• [What the exercise asks]:
Take each line below that has "shall" and copy it.

(Records from a collection)
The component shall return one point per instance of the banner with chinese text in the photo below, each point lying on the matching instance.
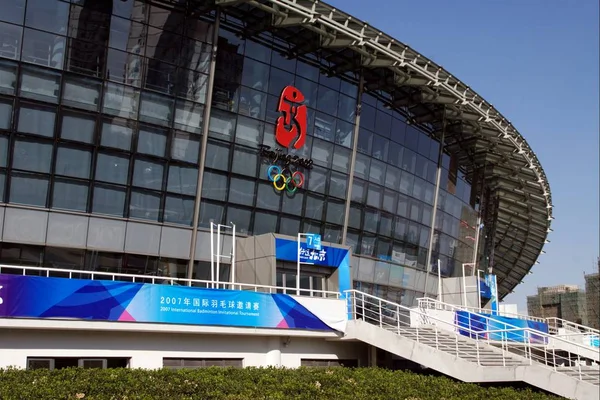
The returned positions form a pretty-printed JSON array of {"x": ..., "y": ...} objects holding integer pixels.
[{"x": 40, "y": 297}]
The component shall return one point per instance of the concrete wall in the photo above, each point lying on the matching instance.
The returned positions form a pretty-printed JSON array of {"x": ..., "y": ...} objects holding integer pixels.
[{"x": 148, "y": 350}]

* * *

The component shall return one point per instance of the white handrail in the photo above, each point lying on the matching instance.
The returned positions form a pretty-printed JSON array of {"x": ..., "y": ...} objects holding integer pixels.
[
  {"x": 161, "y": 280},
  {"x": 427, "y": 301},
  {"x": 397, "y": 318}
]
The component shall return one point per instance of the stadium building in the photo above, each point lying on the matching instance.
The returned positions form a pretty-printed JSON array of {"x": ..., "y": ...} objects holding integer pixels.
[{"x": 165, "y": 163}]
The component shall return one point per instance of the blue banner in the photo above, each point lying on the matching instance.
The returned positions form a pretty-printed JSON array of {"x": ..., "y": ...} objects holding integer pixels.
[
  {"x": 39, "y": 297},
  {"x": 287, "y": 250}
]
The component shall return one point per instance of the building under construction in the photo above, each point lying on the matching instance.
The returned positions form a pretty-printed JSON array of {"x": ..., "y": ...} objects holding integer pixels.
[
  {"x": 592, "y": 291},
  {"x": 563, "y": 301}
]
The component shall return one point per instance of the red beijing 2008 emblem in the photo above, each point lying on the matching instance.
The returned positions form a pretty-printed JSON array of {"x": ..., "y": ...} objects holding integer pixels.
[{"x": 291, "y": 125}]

* * *

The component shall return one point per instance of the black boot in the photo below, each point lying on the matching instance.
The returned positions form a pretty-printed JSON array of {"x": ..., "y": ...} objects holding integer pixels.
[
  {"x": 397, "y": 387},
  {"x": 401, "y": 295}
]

• [Reply]:
The component shall return one point per instance of the banner with chinese text in the photo below, each point lying on the matching instance.
The component shall return one point per instance of the concrete wall in the photo above, each point lying on the matching instance.
The component shall return one point per instance of the white handrail in the photo above, each point lying on the matching instance.
The component shall return one point per instance of the stadium building in the photo above, each point lying on the matching instance.
The component shall return one point per instance of the blue banner in the photo above, each point lying on the matching instance.
The component shall return one point per instance of the building under construction in the photo above, each point lying on the matching instance.
The component shall return one point per instance of the red beijing 2008 emblem in the photo above, each point lying on the matching instance.
The component shall return one point per instance of the black boot in the photo below, each point lying on the matching instance.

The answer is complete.